§ Exercise description:
Return each line of the material below that contains the string "dark". The match is case-sensitive.

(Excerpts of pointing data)
>> Start

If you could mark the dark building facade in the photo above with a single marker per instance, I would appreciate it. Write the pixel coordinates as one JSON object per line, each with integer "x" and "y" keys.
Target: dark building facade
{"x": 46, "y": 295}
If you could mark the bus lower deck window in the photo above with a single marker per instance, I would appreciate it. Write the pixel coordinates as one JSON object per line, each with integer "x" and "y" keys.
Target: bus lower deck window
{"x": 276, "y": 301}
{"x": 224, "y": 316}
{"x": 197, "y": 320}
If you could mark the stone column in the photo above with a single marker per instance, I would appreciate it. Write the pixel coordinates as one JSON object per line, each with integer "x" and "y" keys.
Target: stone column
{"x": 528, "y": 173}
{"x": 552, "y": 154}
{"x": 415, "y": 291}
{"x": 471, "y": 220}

>> End
>> Start

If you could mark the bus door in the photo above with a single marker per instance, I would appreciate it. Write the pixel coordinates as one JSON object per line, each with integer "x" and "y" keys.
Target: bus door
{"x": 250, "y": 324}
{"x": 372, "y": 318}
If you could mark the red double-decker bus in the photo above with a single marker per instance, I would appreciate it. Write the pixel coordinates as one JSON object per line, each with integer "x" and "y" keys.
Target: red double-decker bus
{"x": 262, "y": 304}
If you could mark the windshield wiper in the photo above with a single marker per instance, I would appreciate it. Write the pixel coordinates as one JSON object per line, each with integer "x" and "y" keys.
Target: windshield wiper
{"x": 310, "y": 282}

>> End

§ Problem solution:
If you could mark the dark building facade in the photo above with a single marker per instance, I would appreciate it. Write the pixel coordinates as one JSON object per line, each with integer "x" and "y" keys.
Target: dark building facade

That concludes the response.